REQUIRED TASKS
**1.** Reproduce the passage on Al Leiter's start against Cincinnati, starting with "Al Leiter had" and going on through "the stopper again.".
**2.** Write the next part of the account of Al Leiter's start against Cincinnati, picking up after its final sentence.

Few in the crowd doubted Greg Vaughn would come through again until Al Leiter froze him with curveball. Called strike three, inning over, crisis averted, crowd silenced. In the ESPN booth, color commentator and Reds legend Joe Morgan gave Cincinnati a pep talk they couldn’t hear, insisting that a mere two runs weren’t enough to beat the home team, that they had a more “diverse” offense than the Mets’ because it “can manufacture runs with speed.”
The Mets’ lefty failed to give the opposition any opportunities to show off that speed. Leiter allowed a one-out single in the second inning and a two-out walk in the third, but made sure both proved harmless. He then proceeded to set down 13 Cincinnati batters in order. The righties were pounded on the hands mercilessly, the lefties fed wicked breaking pitches. Barely a ball left the infield. The crowd sat on its hands, waiting for a reason to cheer that never arrived.
Al Leiter had an uneven season in 1999, to be sure. He had the stubborn habits of remaining in games just long enough to blow a lead, of losing focus just when he appeared on the verge of gaining the upper hand over the opposition, of insisting he felt fine after losses in which he looked anything but. And yet, for all that, he had always pitched his best games when the Mets needed a win in the worst way. It was Leiter who ended an eight-game losing streak at Yankee Stadium in June. It was Leiter who stopped a seven-game slide a week ago. In Cincinnati, he would play the stopper again.

RAW DATA
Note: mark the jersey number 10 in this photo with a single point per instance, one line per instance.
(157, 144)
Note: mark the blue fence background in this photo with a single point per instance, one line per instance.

ANSWERS TO THE PROBLEMS
**1.**
Al Leiter had an uneven season in 1999, to be sure. He had the stubborn habits of remaining in games just long enough to blow a lead, of losing focus just when he appeared on the verge of gaining the upper hand over the opposition, of insisting he felt fine after losses in which he looked anything but. And yet, for all that, he had always pitched his best games when the Mets needed a win in the worst way. It was Leiter who ended an eight-game losing streak at Yankee Stadium in June. It was Leiter who stopped a seven-game slide a week ago. In Cincinnati, he would play the stopper again.

**2.**
When Leiter was readying himself to take the mound in the bottom of the second, fellow veteran pitcher Orel Hershiser (who started the last game at Shea) offered some motivational praise—Go get ‘em, you got great stuff tonight. Leiter just smiled at him. He knew already.
The Mets cobbled together a few insurance runs on a bases-loaded walk in the third, a leadoff homer by Henderson in the fifth, and an Alfonzo double in the sixth. It all proved unnecessary. After a two-out walk in the third, Cincinnati didn’t produce another baserunner until catcher Ed Taubensee walked to lead off the bottom of the eighth. The baserunner, and brief stirrings from the crowd, were promptly erased when Leiter induced a double play bouncer from Aaron Boone.
Leiter recorded the last out of that inning and reemerged for the bottom of the ninth, his eye on the finish line. ESPN’s broadcast dared to show pictures of the visiting clubhouse, where plastic was being affixed to lockers, tubs of iced bubbly carted out, hastily screenprinted WILD CARD CHAMPS t-shirts draped across folding chairs.
Held in check all game, the Reds showed some signs of life in their last at-bats. Pokey Reese started off the frame with a double, Cincinnati’s first extra-base hit of the night. Leiter fired three wide pitches to Barry Larkin before getting the shortstop to bounce a grounder for the first out. He then struck out an overanxious Sean Casey, who broke his bat in half in frustration.
With the Reds’ season down to its last out, a few fans took the opportunity to run out onto the field, giving the crowd its sole reason to cheer since the first inning. As the miscreants were subdued by security and dragged off the turf, Valentine slammed his cap to the dugout floor and screamed What the fuck?!, fearing the interruption would unnerve his pitcher. He had waited too long for this, and he knew too well how easily unnerved his pitcher was, how distractable, even on a night like this.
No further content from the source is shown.